# Dataset excerpts:
####

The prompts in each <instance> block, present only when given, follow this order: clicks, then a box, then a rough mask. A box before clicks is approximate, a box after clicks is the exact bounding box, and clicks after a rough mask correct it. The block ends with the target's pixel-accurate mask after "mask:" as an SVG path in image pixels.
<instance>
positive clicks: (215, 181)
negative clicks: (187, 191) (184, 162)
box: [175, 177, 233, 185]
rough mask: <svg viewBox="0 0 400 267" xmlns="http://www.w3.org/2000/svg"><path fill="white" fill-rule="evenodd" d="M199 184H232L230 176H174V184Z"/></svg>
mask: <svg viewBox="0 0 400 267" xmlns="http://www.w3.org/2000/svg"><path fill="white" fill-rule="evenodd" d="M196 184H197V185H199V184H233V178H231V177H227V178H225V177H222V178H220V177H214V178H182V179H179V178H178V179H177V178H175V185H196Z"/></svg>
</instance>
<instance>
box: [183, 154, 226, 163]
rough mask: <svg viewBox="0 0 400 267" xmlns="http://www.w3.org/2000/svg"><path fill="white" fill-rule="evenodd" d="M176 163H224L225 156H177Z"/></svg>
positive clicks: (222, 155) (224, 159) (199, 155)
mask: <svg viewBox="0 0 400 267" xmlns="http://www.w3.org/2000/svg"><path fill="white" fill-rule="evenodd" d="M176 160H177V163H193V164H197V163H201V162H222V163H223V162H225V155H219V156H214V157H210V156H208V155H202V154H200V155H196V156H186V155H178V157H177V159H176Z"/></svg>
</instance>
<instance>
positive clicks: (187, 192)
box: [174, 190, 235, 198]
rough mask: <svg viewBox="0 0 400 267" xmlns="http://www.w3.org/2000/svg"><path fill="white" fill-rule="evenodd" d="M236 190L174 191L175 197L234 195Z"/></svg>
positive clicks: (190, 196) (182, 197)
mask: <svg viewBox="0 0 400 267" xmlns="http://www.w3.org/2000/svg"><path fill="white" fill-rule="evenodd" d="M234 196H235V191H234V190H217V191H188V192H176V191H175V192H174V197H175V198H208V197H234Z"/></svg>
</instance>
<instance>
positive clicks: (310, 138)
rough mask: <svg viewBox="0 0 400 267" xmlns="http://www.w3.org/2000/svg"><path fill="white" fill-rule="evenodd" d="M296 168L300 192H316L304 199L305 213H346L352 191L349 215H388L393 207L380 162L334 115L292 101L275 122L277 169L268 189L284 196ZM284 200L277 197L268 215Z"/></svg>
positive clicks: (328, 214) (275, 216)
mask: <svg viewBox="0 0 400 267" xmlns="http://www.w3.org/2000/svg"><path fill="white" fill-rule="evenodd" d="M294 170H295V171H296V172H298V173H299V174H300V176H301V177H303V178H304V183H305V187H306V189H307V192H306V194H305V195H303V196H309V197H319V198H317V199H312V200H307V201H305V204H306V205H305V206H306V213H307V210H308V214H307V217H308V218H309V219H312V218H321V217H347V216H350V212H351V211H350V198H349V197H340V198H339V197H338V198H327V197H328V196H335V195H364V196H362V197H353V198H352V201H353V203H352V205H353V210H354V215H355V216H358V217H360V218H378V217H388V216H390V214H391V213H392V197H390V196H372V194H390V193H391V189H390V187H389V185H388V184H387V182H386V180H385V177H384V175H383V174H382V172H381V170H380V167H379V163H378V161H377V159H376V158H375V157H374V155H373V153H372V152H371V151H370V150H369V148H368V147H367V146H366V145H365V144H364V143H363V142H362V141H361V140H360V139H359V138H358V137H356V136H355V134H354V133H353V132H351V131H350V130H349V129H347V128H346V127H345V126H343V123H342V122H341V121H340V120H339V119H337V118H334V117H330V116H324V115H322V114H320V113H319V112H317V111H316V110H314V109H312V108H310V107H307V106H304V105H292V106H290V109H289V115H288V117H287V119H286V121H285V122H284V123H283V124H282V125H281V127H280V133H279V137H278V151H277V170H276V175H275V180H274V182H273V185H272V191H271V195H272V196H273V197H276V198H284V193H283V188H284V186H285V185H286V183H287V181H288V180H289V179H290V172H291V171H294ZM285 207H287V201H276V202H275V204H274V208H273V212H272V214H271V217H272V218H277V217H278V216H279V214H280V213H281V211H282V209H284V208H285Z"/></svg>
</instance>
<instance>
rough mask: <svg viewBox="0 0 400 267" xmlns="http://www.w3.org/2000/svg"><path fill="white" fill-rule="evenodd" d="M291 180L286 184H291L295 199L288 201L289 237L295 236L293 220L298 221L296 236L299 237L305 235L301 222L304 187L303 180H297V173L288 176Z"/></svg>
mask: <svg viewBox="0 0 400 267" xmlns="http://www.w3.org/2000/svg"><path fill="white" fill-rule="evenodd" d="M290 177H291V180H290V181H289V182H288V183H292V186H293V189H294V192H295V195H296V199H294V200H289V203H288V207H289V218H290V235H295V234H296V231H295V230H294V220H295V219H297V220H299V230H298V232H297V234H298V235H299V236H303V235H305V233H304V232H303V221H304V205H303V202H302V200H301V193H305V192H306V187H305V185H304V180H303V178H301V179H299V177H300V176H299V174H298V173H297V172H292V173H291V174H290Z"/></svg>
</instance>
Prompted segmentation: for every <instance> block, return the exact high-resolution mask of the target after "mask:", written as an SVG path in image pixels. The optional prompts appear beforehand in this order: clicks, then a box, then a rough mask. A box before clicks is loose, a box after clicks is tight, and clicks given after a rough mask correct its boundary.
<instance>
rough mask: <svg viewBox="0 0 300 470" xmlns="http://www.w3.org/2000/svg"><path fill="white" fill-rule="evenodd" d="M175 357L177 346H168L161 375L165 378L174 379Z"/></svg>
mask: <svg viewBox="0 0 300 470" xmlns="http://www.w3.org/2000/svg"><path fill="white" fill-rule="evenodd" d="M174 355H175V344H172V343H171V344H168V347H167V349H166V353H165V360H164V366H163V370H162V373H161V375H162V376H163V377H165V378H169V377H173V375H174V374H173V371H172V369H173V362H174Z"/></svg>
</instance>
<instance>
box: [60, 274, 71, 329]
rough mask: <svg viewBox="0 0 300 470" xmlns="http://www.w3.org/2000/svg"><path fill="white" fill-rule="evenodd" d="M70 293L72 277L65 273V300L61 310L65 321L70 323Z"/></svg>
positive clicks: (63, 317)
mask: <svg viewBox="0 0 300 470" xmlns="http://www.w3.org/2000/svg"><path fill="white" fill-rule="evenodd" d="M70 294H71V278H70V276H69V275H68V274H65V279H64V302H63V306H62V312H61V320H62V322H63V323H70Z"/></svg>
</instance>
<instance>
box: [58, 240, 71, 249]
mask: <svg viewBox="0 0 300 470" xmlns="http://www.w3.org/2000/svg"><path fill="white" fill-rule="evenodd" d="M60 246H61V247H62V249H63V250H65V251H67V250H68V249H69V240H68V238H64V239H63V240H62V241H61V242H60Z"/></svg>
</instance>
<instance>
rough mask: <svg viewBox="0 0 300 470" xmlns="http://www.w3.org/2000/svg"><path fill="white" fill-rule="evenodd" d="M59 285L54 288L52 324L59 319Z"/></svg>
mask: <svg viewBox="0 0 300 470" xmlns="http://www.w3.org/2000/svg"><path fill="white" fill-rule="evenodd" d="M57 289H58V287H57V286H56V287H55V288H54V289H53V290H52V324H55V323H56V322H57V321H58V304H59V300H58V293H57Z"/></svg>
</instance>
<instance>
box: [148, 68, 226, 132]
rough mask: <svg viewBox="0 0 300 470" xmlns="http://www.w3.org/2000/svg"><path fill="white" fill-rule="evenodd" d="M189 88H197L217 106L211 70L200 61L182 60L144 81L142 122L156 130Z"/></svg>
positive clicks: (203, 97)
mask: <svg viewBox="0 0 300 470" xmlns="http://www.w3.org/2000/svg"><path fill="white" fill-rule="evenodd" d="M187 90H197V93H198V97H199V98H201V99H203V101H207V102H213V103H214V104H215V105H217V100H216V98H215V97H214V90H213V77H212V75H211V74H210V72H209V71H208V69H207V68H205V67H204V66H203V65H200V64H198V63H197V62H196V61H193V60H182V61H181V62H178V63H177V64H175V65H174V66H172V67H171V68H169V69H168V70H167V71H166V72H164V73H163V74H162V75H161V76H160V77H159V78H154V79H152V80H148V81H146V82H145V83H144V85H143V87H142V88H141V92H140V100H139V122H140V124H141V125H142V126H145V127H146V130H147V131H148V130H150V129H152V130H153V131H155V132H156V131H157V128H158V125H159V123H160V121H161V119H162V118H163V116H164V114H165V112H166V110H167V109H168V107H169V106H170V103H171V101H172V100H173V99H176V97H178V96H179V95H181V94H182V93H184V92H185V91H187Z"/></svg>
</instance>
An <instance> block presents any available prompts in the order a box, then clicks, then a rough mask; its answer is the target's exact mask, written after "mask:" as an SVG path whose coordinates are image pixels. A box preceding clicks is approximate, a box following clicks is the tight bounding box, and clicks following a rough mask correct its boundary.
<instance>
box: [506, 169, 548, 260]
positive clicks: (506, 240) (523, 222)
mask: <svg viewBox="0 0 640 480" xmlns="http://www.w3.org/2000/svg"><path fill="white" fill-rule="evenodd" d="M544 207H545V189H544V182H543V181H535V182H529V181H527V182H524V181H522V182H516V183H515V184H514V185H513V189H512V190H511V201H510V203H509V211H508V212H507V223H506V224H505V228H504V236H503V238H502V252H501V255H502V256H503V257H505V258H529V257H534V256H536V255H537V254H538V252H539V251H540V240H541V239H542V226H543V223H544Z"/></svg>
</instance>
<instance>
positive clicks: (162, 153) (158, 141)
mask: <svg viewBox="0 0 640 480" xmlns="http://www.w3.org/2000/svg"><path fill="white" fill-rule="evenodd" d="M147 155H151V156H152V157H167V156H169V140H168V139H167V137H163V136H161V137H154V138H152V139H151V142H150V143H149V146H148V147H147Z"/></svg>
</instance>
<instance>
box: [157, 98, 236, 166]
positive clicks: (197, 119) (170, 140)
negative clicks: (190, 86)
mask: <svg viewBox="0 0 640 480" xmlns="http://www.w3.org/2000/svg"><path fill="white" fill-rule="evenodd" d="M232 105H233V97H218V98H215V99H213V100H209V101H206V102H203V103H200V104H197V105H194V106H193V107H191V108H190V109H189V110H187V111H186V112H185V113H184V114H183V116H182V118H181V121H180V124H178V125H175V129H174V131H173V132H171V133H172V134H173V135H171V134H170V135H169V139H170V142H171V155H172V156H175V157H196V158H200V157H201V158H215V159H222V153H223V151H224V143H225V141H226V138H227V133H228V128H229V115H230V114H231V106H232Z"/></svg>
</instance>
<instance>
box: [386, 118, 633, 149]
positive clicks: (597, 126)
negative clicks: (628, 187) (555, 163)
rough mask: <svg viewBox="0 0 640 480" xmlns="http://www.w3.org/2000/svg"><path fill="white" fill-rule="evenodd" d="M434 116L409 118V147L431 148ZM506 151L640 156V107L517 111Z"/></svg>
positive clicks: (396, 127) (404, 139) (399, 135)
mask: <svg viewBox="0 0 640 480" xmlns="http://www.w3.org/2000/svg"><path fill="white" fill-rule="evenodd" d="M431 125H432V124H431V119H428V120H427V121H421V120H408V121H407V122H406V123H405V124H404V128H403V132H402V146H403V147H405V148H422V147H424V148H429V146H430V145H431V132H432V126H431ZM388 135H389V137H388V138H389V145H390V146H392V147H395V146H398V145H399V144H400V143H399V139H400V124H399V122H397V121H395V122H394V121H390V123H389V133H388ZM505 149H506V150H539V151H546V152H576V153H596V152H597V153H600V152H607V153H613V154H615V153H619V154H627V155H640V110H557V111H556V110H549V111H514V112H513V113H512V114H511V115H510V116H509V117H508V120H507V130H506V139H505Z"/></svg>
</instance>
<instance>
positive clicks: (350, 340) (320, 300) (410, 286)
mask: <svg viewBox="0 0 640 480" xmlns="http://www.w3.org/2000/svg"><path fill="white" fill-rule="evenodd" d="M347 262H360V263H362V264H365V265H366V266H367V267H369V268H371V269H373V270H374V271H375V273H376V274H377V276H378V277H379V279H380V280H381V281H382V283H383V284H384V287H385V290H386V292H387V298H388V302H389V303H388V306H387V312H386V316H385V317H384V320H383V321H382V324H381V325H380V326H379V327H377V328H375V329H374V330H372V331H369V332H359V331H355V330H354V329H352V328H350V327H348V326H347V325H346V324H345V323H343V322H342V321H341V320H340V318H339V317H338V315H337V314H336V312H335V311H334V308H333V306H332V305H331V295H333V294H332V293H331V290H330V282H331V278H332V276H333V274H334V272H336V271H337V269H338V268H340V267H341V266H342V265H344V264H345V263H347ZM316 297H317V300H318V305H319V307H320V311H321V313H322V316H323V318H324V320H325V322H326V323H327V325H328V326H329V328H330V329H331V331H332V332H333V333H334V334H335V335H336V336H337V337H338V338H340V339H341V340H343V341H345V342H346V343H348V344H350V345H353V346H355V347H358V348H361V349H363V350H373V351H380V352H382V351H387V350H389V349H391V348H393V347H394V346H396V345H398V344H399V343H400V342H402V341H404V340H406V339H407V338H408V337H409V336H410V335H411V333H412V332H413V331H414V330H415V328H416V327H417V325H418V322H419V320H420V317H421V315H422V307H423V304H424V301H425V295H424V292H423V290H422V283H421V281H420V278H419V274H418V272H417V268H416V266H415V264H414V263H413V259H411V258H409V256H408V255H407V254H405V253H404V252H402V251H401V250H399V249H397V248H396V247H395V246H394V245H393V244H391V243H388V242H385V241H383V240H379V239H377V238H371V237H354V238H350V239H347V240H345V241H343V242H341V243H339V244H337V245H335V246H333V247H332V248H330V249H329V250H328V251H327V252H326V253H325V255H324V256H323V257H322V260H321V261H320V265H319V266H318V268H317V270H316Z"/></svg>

####

# Task details:
Where a line of the data holds the word "bounding", copy that line.

# Exercise solution:
The prompts in each <instance> block, present only when given, follow this order: clicks, then a box, then a rough mask. A box before clicks is approximate, a box after clicks is the exact bounding box, and clicks after a rough mask correct it. The block ends with the target's pixel-accurate mask after "mask:" as an SVG path in image pixels.
An <instance> block presents any available prompts in the order a box, then clicks, then a rough mask; its answer is the target's exact mask, written after "mask:" as an SVG path whose coordinates are image pixels. A box preceding clicks is approximate, a box following clicks is the tight bounding box, and clicks following a rough mask correct its boundary.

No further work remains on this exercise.